◆ INSTRUCTIONS FOR THE TASK
Return every line in the entries below that contains the word "wooden", copied in full. Case counts.

-*-*-

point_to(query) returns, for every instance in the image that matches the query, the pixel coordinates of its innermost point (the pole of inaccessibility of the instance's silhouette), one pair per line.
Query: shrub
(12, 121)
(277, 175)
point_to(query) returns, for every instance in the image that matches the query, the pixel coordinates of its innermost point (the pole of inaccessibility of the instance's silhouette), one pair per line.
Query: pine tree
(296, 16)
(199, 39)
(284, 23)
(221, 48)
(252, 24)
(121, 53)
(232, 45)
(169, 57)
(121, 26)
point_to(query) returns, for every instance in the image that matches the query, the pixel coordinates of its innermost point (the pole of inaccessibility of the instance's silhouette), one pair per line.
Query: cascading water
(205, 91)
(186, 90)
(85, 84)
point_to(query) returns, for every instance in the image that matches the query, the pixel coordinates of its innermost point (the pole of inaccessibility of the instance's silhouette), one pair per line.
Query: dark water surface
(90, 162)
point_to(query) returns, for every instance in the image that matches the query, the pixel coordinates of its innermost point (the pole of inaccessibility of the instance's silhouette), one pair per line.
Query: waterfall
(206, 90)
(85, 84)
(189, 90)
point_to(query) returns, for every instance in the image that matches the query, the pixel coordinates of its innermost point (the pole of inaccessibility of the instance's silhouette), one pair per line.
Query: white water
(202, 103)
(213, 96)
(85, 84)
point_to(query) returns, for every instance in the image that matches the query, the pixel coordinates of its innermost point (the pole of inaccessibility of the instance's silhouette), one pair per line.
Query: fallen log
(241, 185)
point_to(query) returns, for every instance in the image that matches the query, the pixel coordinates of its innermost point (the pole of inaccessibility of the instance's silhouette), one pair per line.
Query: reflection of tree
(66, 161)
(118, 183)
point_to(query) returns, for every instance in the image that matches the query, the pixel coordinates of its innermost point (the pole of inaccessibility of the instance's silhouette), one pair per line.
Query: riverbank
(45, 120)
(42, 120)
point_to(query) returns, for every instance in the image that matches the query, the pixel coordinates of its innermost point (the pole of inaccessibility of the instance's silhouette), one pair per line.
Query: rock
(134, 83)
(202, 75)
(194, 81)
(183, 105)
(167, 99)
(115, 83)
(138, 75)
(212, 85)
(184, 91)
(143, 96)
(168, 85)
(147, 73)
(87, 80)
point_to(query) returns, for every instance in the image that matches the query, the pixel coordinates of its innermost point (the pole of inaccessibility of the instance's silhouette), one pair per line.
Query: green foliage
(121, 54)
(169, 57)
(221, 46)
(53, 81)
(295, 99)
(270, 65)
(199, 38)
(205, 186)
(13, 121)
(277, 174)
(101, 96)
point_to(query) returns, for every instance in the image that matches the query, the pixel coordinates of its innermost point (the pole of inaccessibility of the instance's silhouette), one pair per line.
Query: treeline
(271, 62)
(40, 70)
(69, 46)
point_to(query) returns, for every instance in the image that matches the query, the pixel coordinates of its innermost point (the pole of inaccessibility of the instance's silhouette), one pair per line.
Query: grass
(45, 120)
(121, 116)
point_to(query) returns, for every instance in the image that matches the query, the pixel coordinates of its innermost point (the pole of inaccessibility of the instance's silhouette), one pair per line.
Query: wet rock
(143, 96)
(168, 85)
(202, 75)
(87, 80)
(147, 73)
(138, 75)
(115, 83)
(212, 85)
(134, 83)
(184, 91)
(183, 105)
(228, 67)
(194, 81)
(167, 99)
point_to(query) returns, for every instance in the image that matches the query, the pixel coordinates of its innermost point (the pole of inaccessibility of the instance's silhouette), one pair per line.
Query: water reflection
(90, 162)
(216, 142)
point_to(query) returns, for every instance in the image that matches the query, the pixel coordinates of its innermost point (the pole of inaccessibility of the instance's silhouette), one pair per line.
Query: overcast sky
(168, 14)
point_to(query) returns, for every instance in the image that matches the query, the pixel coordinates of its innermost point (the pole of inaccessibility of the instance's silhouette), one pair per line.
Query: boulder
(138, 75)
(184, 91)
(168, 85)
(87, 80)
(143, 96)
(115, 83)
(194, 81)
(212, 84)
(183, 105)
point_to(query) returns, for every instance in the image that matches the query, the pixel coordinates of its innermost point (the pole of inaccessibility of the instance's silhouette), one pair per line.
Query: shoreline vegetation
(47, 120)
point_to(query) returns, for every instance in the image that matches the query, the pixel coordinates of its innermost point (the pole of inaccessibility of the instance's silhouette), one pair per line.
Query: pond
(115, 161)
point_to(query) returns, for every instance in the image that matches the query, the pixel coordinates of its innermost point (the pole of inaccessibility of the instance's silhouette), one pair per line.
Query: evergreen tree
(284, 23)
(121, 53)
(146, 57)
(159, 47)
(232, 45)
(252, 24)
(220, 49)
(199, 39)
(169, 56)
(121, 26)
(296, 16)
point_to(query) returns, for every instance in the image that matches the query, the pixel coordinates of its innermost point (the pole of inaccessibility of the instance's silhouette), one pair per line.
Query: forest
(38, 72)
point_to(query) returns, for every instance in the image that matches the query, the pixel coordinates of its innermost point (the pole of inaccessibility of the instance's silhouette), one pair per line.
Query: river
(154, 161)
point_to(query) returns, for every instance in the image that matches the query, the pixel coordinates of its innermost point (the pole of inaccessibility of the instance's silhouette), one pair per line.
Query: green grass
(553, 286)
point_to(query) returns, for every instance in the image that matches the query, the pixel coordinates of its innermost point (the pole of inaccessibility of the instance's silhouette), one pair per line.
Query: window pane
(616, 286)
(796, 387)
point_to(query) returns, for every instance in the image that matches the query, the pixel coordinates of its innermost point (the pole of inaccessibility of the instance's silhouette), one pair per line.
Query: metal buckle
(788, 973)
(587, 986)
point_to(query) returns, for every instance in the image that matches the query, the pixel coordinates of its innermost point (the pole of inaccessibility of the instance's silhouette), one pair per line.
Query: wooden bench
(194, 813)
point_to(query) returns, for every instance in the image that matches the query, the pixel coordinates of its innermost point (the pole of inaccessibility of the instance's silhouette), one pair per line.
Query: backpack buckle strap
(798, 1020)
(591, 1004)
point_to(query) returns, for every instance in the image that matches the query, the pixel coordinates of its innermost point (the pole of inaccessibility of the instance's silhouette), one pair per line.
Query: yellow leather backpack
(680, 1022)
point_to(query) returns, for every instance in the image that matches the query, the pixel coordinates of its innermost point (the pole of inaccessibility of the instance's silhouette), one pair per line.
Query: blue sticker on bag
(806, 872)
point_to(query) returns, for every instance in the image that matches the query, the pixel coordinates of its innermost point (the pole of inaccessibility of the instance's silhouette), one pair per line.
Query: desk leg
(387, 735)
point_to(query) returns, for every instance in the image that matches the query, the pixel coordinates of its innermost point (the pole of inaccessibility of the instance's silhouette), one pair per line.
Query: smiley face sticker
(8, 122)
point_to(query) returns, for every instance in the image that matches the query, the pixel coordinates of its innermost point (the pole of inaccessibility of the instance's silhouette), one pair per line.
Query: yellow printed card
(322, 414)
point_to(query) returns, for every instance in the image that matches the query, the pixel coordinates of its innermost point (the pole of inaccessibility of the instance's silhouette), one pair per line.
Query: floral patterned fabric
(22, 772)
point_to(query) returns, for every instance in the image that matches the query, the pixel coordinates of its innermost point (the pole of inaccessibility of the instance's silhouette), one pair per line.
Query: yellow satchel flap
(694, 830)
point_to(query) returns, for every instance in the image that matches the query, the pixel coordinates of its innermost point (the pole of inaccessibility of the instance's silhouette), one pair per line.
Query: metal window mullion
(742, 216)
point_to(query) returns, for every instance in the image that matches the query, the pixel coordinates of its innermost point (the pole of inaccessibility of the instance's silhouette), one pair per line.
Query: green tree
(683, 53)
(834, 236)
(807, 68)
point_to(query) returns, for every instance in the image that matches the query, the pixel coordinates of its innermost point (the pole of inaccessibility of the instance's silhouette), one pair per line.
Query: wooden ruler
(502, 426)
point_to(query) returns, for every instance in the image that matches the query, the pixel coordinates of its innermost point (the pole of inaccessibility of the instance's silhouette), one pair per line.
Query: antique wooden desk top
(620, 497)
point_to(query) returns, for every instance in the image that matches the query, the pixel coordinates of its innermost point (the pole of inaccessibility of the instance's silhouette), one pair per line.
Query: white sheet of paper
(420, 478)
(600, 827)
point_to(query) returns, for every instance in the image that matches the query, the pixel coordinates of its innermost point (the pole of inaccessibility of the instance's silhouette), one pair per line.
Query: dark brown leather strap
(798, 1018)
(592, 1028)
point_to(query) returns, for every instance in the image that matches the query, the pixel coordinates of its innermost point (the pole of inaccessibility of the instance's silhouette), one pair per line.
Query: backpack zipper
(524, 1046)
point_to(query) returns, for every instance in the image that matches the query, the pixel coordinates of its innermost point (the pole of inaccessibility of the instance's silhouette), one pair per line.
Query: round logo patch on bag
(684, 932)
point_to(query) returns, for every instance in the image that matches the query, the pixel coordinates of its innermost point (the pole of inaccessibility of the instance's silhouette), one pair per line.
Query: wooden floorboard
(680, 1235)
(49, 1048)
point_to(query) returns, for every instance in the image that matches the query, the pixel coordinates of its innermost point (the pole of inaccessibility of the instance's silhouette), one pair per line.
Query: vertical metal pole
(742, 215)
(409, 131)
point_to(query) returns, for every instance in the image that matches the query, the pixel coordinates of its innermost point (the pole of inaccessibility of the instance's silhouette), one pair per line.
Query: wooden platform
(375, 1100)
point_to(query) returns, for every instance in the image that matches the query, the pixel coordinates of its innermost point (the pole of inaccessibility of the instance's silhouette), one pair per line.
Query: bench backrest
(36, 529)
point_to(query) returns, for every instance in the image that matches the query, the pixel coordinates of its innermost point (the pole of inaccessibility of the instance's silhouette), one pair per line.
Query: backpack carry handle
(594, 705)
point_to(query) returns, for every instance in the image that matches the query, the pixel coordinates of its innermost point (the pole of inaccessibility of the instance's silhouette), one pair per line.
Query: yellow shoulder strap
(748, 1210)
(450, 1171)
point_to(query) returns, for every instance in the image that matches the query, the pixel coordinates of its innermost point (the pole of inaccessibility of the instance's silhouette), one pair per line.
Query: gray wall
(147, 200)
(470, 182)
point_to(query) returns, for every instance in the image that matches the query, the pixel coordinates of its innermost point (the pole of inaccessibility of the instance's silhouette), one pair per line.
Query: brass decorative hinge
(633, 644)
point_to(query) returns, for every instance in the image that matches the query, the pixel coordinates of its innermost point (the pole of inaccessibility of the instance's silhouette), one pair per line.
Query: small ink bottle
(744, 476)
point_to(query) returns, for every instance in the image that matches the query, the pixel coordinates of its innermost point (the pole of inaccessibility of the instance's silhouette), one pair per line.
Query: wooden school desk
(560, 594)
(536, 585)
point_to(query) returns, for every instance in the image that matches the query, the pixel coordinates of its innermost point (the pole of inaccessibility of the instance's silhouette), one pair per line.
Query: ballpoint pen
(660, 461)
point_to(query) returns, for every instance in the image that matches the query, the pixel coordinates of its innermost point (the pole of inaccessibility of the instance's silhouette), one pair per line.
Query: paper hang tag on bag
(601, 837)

-*-*-

◆ THE SOLUTION
Query: wooden bench
Query: wooden ruler
Query: antique wooden desk top
Query: wooden floorboard
Query: wooden platform
Query: wooden school desk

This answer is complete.